start Text shown

The Institute of Criminology has a worldwide reputation for excellence in both research and teaching. Founded by Sir Leon Radzinowicz in 1959, it was one of the first criminology institutes in the UK and has exerted a strong influence on the development of the discipline. The tradition of competence and leadership continues to the present. The Institute's core academic staff are all leading researchers in their fields. Additional distinguished academic and research staff complement and enhance the academic community, and Visiting Fellows and Scholars from around the world often contribute to the teaching programmes.

The academic staff come from multidisciplinary international backgrounds and have clear empirical and theoretical orientations. Their interests cover a broad range of topics: e.g. delinquent development, social contexts and crime, policing, criminal justice, penal theory, sentencing, community sanctions, race and gender issues in criminal justice, prisons, comparative penology, human trafficking and smuggling, the impact of imprisonment on families, violence, forensic mental health, and criminological theories for instance.

end Text shown
start Data excerpts

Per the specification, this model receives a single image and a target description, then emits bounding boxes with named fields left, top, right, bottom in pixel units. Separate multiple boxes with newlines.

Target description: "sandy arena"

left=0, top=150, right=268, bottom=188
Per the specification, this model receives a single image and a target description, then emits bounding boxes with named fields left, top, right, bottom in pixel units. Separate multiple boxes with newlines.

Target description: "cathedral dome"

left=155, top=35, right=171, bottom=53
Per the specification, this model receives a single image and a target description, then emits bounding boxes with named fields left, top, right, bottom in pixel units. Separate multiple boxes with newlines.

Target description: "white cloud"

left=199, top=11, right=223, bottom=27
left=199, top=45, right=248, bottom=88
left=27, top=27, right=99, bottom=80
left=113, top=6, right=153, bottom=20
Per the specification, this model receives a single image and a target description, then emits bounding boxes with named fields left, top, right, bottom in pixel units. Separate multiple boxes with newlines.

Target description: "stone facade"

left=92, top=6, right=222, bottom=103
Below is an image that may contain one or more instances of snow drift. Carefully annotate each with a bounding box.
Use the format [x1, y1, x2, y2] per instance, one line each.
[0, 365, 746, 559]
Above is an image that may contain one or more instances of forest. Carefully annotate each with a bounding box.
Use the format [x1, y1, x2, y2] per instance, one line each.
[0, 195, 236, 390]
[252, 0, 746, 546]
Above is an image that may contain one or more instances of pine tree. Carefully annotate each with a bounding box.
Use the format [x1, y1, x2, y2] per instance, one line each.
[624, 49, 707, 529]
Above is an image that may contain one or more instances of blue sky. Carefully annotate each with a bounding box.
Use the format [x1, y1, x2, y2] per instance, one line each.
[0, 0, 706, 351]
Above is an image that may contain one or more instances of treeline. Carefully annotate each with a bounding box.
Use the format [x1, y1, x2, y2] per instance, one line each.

end Data excerpts

Tasks to perform
(A) List the groups of people that the criminology institute text names as belonging to the academic community or contributing to the teaching.
(B) According to the criminology institute text, who founded the Institute of Criminology, and in what year?
(C) Reproduce a passage of the criminology institute text word for word. Begin at the words "The Institute of" and stop after the words "the teaching programmes.".

Task solutions
(A)
- Core academic staff
- Additional distinguished academic and research staff
- Visiting Fellows and Scholars from around the world

(B) Sir Leon Radzinowicz founded it in 1959.

(C)
The Institute of Criminology has a worldwide reputation for excellence in both research and teaching. Founded by Sir Leon Radzinowicz in 1959, it was one of the first criminology institutes in the UK and has exerted a strong influence on the development of the discipline. The tradition of competence and leadership continues to the present. The Institute's core academic staff are all leading researchers in their fields. Additional distinguished academic and research staff complement and enhance the academic community, and Visiting Fellows and Scholars from around the world often contribute to the teaching programmes.